■ EXTRACT PROVIDED:
▶
Thabiso Rulashe, Strategic & Market Intelligence Manager at Santam
But strong strides are being made
The insurance industry is still in its infancy when it comes to most environmental, social and governance (ESG) concerns. While there’s much work to be done, the two are a marriage made to last for insurance to meet its mandate to make a meaningful contribution to people’s lives. Right now, it’s about embedding a strong ESG framework and agenda, and working with all stakeholders, in particular the regulator and reinsurers.
The management of risk has always been a cornerstone of insurance. Insurers have always viewed strong governance as a key part of understanding and pricing of risk. Managing stakeholders’ expectations has and continues to be a key element in doing business. However, in the last 24 months, Covid-19 and the 2021 United Nations Climate Change Conference (COP26) really brought ESG to the fore (accelerated), especially in terms of people management, climate change and regulatory requirements.
In some ways, the insurance industry is quite advanced, but in others, the industry is in its infancy – especially in terms of its response to climate change and biodiversity loss. There’s a lot of understanding that needs to come around the ‘E’ of ESG, especially.
In South Africa, where the broader ESG landscape is in its elementary stages, a balanced approach is best. Some choices are obvious – for example, taking a business off the books that participate in criminal activities. Other incidents are far less obvious, for example, opting to exclude companies that deal in fossil fuels.
It’s a difficult call to say you won’t support these companies because South Africa is in dire need of energy and by excluding fossil fuel producers, you’re potentially jeopardising the economy – and people’s lives and livelihoods. I think it’s important that insurers take a measured approach. Insurers, at the heart of it, are risk managers, so should guide their clients on the journey to improve their risk behaviour.
Can ESG oversights cause losses to businesses?
From reputational and talent risk to financial risk, ESG impacts can be extremely costly. A lack of governance in an organisation may be indicative it doesn’t take other aspects seriously. In an age where employees want to work for businesses that take care of society and the environment, this could mean top talent chooses other opportunities.
Expertise makes it possible
Behind every modern marvel is a team of experts who take innovation to the next level. In insurance, having
a risk solutions partner that understands your business the way you do is crucial to protect it.
Santam is an authorised financial services provider (licence number 3416).
◀
■ ENTRIES SUPPLIED:
▶
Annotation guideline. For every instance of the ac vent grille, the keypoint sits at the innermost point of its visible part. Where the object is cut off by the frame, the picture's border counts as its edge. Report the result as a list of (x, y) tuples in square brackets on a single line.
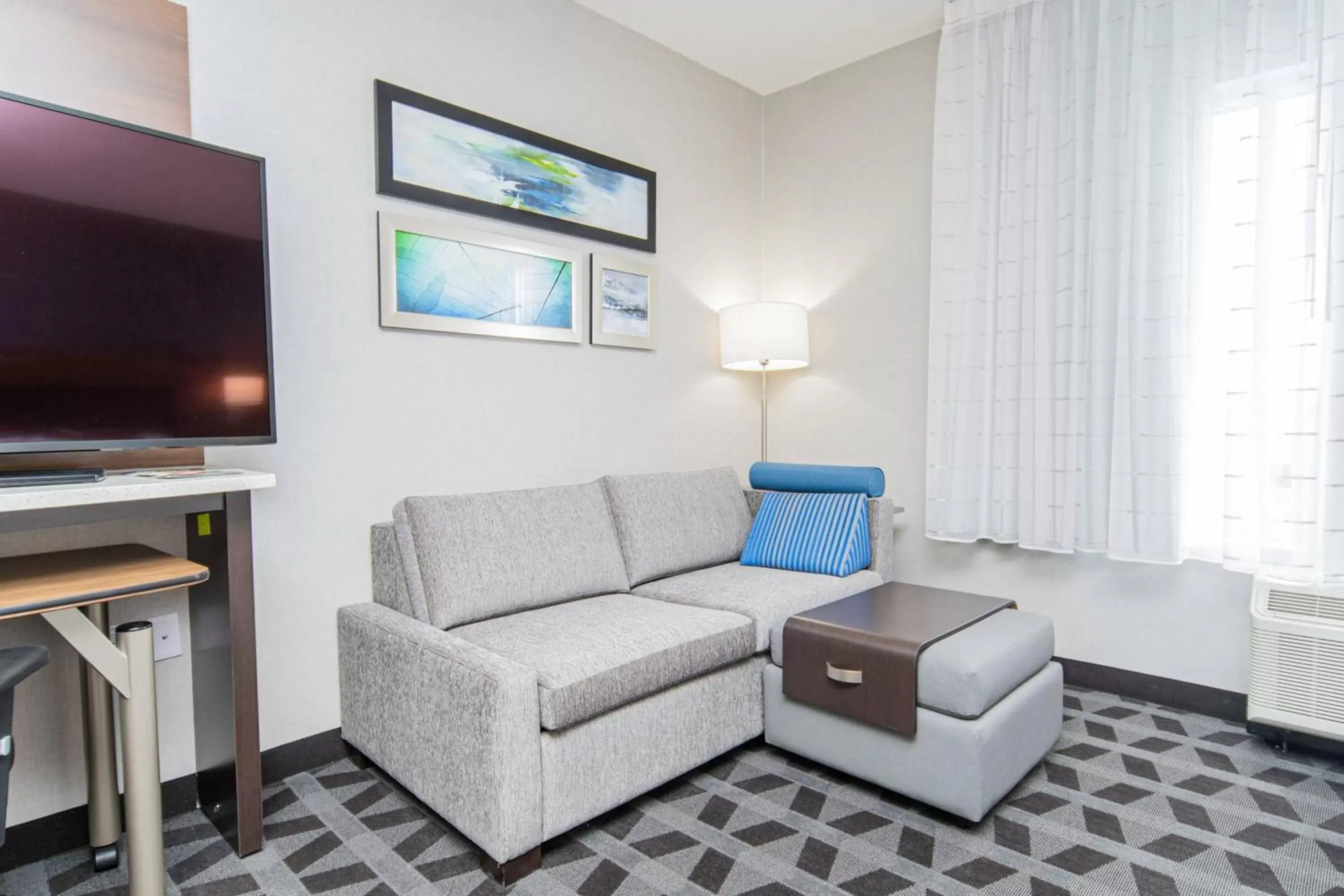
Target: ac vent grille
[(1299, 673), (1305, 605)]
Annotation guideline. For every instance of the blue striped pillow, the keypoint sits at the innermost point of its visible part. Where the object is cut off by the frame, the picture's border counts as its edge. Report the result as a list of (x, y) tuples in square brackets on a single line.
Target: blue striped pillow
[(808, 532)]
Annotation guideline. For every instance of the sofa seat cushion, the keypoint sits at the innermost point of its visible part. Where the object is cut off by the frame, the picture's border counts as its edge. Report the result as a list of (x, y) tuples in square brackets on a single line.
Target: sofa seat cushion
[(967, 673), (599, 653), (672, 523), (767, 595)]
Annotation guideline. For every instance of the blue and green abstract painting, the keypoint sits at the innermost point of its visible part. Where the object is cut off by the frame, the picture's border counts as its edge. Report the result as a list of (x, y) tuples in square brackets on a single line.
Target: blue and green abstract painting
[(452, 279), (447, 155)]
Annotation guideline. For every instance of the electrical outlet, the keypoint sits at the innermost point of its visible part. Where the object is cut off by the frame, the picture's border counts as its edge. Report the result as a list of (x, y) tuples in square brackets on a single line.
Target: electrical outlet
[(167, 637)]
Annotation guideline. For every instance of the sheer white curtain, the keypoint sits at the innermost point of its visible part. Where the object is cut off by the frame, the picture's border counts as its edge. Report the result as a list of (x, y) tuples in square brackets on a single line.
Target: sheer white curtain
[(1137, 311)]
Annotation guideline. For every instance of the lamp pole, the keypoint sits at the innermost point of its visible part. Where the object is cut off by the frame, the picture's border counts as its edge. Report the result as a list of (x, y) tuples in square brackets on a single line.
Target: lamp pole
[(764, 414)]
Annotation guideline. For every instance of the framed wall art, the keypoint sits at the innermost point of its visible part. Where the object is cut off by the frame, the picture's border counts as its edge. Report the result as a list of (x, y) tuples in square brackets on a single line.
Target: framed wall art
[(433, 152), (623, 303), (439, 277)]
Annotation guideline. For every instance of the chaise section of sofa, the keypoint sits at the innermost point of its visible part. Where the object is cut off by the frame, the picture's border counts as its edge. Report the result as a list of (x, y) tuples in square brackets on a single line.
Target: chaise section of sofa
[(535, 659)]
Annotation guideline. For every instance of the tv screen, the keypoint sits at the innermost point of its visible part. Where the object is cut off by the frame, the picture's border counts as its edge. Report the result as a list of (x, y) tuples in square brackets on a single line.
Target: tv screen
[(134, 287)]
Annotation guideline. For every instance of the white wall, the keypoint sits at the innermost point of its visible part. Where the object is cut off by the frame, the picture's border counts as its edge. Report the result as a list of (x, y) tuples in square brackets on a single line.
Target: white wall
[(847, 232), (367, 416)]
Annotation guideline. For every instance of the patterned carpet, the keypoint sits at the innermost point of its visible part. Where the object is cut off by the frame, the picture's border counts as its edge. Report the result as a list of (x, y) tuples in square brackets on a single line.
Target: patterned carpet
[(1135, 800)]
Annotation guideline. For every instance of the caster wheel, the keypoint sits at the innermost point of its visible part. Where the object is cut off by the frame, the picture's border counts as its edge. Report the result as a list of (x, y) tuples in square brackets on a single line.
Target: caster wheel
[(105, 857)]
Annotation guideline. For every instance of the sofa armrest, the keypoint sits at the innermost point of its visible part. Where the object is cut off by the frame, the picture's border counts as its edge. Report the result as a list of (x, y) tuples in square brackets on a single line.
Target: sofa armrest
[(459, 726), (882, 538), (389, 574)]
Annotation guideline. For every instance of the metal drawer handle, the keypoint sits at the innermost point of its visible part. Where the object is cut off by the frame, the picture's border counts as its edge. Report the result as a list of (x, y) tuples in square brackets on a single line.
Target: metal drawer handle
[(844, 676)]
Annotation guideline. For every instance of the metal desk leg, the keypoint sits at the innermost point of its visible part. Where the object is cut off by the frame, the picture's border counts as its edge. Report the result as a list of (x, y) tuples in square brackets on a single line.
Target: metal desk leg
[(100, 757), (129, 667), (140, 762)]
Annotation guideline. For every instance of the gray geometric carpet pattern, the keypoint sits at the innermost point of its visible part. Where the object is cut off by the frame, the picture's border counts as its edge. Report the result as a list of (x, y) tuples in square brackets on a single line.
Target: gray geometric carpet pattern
◀
■ WHAT YOU ARE ASKED TO DO: In the article on ESG in the insurance industry, which two developments of the last 24 months brought ESG to the fore?

■ EXERCISE RESPONSE: Covid-19 and the 2021 United Nations Climate Change Conference (COP26).